WHAT IS BEING ASKED: Would you print the whole listing again, exactly?

PROVIDED RECORDS:
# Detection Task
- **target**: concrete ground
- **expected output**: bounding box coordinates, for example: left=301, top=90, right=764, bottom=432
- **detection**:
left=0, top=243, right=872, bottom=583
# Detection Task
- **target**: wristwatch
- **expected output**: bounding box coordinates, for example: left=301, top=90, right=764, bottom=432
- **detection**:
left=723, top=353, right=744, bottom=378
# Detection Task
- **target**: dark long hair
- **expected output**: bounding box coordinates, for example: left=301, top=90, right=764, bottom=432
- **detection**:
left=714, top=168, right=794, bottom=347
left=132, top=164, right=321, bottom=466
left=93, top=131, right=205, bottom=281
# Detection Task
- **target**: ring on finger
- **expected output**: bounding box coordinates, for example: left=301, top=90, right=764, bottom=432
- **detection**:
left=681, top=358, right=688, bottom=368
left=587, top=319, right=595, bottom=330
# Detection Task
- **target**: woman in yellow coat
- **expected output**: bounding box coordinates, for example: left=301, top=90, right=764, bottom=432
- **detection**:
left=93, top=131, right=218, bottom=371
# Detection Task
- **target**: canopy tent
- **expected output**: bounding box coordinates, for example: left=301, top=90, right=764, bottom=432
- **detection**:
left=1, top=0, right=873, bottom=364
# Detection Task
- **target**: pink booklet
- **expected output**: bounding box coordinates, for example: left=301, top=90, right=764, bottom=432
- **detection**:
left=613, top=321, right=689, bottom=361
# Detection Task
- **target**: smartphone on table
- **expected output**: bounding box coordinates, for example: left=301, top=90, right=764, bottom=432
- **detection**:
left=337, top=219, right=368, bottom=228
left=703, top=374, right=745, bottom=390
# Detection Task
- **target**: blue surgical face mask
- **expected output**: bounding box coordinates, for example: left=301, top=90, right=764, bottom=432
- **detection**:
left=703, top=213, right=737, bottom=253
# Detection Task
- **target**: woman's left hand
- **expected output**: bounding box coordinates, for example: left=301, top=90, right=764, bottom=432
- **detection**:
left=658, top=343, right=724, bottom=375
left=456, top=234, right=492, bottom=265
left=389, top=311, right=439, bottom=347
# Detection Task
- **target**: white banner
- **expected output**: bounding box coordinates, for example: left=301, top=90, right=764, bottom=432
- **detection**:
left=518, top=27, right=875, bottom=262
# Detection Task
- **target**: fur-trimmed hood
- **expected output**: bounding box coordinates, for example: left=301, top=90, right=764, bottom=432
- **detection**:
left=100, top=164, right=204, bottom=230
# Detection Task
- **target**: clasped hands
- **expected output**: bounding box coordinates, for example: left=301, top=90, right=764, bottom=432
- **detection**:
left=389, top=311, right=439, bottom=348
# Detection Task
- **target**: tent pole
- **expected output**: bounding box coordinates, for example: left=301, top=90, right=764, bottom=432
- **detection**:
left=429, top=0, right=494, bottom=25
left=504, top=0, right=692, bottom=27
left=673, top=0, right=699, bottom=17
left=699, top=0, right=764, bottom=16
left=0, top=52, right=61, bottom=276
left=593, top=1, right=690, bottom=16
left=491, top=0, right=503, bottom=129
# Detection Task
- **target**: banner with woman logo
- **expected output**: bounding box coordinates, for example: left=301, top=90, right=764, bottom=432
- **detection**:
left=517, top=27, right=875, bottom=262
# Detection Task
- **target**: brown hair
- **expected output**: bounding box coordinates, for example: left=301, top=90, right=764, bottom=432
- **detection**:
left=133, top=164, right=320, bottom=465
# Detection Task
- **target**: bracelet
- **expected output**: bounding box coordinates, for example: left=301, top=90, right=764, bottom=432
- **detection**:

RESULT:
# Detection Task
- **target**: concrete ground
- **expected output**: bounding box coordinates, for example: left=301, top=90, right=764, bottom=432
- **detection**:
left=0, top=243, right=872, bottom=583
# Detection Task
- **target**: wristwatch
- **expected output**: bounding box coordinates, for example: left=301, top=90, right=764, bottom=432
- **detection**:
left=723, top=353, right=744, bottom=378
# Detection Task
- **target**: dark long hair
- **expected output**: bounding box coordinates, for example: left=301, top=90, right=764, bottom=432
- **detection**:
left=714, top=168, right=794, bottom=347
left=132, top=164, right=321, bottom=466
left=93, top=131, right=205, bottom=281
# Detection Task
- **target**: ring on finger
- **expected output**: bounding box coordinates, for example: left=301, top=90, right=764, bottom=432
- **detection**:
left=681, top=358, right=688, bottom=368
left=587, top=319, right=595, bottom=330
# Detection Task
- **target**: woman in yellow coat
- **expected output**: bounding box coordinates, for example: left=301, top=90, right=764, bottom=432
- **detection**:
left=93, top=131, right=218, bottom=371
# Detection Task
- **target**: canopy tent
- **expected output**: bounding box coordinates, for example: left=301, top=90, right=764, bottom=432
- **detection**:
left=1, top=0, right=873, bottom=364
# Detection Task
- **target**: pink booklet
- **expected output**: bounding box coordinates, for example: left=301, top=90, right=764, bottom=432
- **detection**:
left=613, top=321, right=689, bottom=361
# Detection Task
- **target**: smartphone on table
- **expected output**: bounding box coordinates, for example: left=301, top=90, right=764, bottom=432
- **detection**:
left=337, top=219, right=368, bottom=228
left=703, top=374, right=745, bottom=390
# Detection Task
- **target**: blue surgical face mask
- **expected output**: bounding box coordinates, for example: left=301, top=90, right=764, bottom=432
- **detection**:
left=703, top=213, right=737, bottom=253
# Detection Task
- **target**: woman's left hand
- **expected output**: bounding box coordinates, for example: left=301, top=90, right=764, bottom=432
- **detection**:
left=658, top=343, right=724, bottom=375
left=456, top=234, right=492, bottom=265
left=389, top=311, right=439, bottom=347
# Detection Task
- **target**: white banner
- **expected output**: bounding box coordinates, for example: left=301, top=90, right=764, bottom=432
- **detection**:
left=518, top=27, right=875, bottom=262
# Detection Task
- **target**: fur-trimmed hood
- **expected output**: bounding box coordinates, for example: left=301, top=90, right=764, bottom=432
- **detection**:
left=100, top=164, right=204, bottom=230
# Detection Task
- **target**: clasped hands
- **expected output**: bounding box coordinates, for example: left=301, top=90, right=764, bottom=432
- **detection**:
left=389, top=311, right=439, bottom=348
# Detection Task
- **target**: tent pole
- **expected output**: bounding box coordinates, for example: left=301, top=90, right=764, bottom=432
- **detection**:
left=429, top=0, right=494, bottom=25
left=504, top=0, right=692, bottom=27
left=673, top=0, right=699, bottom=17
left=699, top=0, right=764, bottom=16
left=0, top=52, right=61, bottom=276
left=593, top=1, right=690, bottom=16
left=491, top=0, right=503, bottom=129
# Detection Task
- **target**: banner with woman logo
- **expected output**: bounding box coordinates, for example: left=301, top=90, right=764, bottom=432
- **detection**:
left=517, top=27, right=875, bottom=262
# Detection Task
- **target**: brown hair
- **expected output**: bounding box coordinates, for example: left=301, top=90, right=764, bottom=432
- **detection**:
left=133, top=164, right=320, bottom=465
# Detection Task
- **target**: bracelet
- **expected output**: bounding box coordinates, for example: left=301, top=90, right=764, bottom=432
- **detection**:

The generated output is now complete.